## DIRECTIONS
Reproduce word for word every line of the records from the line containing "Find the sunlit" through the line containing "[(265, 382)]", including both of those lines and nothing else.

[Begin DATASET ENTRIES]

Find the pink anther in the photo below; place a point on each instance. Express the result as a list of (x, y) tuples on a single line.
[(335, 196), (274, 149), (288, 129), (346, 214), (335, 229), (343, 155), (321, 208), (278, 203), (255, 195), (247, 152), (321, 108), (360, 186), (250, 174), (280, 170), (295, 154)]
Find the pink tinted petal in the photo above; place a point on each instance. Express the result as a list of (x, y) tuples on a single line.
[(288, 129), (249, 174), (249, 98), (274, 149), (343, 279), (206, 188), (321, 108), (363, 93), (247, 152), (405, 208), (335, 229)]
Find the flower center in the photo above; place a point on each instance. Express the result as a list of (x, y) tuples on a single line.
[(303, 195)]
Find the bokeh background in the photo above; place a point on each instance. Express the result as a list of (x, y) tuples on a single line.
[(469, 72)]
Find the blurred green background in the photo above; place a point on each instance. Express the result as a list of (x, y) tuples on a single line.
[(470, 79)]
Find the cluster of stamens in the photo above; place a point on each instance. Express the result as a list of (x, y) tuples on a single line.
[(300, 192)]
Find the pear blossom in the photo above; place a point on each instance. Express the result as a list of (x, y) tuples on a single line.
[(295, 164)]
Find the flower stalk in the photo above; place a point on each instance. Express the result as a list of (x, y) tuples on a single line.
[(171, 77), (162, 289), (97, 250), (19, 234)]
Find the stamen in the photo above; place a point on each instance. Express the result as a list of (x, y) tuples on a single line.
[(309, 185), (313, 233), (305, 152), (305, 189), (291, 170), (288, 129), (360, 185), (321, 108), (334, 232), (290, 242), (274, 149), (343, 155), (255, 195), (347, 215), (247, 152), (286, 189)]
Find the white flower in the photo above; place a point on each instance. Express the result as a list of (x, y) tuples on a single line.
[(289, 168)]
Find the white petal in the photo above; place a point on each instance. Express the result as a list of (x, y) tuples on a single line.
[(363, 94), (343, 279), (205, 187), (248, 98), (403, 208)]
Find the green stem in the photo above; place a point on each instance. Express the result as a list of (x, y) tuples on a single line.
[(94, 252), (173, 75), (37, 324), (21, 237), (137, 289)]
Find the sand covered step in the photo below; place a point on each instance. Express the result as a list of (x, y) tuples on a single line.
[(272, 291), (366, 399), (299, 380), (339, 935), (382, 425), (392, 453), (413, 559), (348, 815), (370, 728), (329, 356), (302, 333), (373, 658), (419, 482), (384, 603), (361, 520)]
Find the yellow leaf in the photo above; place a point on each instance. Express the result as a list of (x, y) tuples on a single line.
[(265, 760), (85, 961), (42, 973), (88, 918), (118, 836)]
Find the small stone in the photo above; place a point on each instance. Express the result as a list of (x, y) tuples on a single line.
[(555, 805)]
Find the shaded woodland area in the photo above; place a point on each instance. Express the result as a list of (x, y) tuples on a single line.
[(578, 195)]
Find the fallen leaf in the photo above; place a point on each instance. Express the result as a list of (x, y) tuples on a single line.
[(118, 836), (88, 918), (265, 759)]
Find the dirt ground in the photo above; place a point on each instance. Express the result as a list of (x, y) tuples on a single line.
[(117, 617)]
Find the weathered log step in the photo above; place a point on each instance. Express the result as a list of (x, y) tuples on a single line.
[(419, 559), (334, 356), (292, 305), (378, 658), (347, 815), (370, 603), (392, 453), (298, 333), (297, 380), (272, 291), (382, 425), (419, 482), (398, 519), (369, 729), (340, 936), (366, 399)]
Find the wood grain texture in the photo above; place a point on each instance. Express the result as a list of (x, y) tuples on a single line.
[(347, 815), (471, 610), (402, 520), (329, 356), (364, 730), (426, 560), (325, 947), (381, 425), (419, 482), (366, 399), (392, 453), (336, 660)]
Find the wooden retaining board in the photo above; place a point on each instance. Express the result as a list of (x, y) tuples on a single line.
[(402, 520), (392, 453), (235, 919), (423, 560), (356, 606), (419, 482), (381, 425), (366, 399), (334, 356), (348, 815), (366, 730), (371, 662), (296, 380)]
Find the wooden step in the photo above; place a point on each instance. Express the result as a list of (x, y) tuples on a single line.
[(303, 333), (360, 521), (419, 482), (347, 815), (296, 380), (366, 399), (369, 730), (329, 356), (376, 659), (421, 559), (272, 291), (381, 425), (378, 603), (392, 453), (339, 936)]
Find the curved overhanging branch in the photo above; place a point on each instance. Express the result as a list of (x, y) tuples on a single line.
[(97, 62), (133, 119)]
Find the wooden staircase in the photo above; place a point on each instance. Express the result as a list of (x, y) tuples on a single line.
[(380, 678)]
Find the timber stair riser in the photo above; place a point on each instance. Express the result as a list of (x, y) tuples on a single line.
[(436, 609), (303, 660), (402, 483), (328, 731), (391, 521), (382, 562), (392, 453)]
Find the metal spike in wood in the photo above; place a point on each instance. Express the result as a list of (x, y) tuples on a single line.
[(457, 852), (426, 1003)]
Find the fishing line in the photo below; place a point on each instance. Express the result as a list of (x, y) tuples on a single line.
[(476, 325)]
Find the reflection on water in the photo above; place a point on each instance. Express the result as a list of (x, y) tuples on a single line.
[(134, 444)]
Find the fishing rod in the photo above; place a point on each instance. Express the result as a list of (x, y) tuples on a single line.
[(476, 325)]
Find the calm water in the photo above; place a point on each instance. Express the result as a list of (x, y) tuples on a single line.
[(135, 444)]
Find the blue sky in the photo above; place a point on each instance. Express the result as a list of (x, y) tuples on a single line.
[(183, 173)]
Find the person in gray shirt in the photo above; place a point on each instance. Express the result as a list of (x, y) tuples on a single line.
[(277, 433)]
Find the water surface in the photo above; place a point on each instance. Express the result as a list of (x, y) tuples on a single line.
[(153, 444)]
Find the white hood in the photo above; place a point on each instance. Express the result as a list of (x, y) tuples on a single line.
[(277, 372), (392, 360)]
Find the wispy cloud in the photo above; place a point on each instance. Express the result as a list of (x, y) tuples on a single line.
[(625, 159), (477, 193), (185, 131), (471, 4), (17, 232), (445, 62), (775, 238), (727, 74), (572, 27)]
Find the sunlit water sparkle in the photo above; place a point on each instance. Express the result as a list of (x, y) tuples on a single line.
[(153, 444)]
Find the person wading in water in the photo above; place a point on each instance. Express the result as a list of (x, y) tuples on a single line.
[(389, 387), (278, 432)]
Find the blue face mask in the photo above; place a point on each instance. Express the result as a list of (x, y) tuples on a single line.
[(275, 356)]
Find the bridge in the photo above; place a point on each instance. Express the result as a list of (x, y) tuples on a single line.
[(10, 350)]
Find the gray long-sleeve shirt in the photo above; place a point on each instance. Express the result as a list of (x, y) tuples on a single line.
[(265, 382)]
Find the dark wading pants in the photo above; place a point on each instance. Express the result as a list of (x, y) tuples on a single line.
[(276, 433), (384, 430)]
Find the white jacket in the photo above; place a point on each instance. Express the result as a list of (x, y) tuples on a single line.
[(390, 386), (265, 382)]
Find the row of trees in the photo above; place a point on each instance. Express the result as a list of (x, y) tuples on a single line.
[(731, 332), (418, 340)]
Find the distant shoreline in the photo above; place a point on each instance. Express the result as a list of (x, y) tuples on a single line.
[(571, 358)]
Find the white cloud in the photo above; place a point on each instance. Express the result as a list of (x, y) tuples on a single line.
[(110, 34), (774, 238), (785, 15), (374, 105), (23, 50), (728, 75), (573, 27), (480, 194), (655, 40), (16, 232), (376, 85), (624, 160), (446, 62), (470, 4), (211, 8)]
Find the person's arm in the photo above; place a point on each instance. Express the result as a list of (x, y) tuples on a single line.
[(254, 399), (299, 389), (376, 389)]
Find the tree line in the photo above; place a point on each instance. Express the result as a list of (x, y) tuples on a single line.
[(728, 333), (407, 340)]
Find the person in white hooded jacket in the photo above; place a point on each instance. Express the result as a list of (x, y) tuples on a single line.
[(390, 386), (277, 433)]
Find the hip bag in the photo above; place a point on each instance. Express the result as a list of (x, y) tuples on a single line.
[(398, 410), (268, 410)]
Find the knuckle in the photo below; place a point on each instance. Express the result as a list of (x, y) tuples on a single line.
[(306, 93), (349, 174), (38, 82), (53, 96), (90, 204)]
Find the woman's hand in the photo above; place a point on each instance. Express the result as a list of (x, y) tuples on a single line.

[End DATASET ENTRIES]

## FULL ANSWER
Find the sunlit water sparkle in the photo above; place a point on each instance. Express the result as a list of (x, y) tuples on a single line.
[(153, 444)]
Find the person wading in water in the photo above; place a point on each instance. Express the result as a list of (x, y) tuples on a single line.
[(389, 387), (278, 432)]
Find the blue face mask in the photo above; place a point on each instance. Express the result as a list of (x, y) tuples on a single line.
[(275, 356)]
Find the bridge in the photo above; place a point on each instance. Express the result as a list of (x, y) tuples on a single line.
[(10, 350)]
Find the gray long-sleeve shirt in the photo above; place a point on each instance. Express the result as a list of (x, y) tuples on a single line.
[(265, 382)]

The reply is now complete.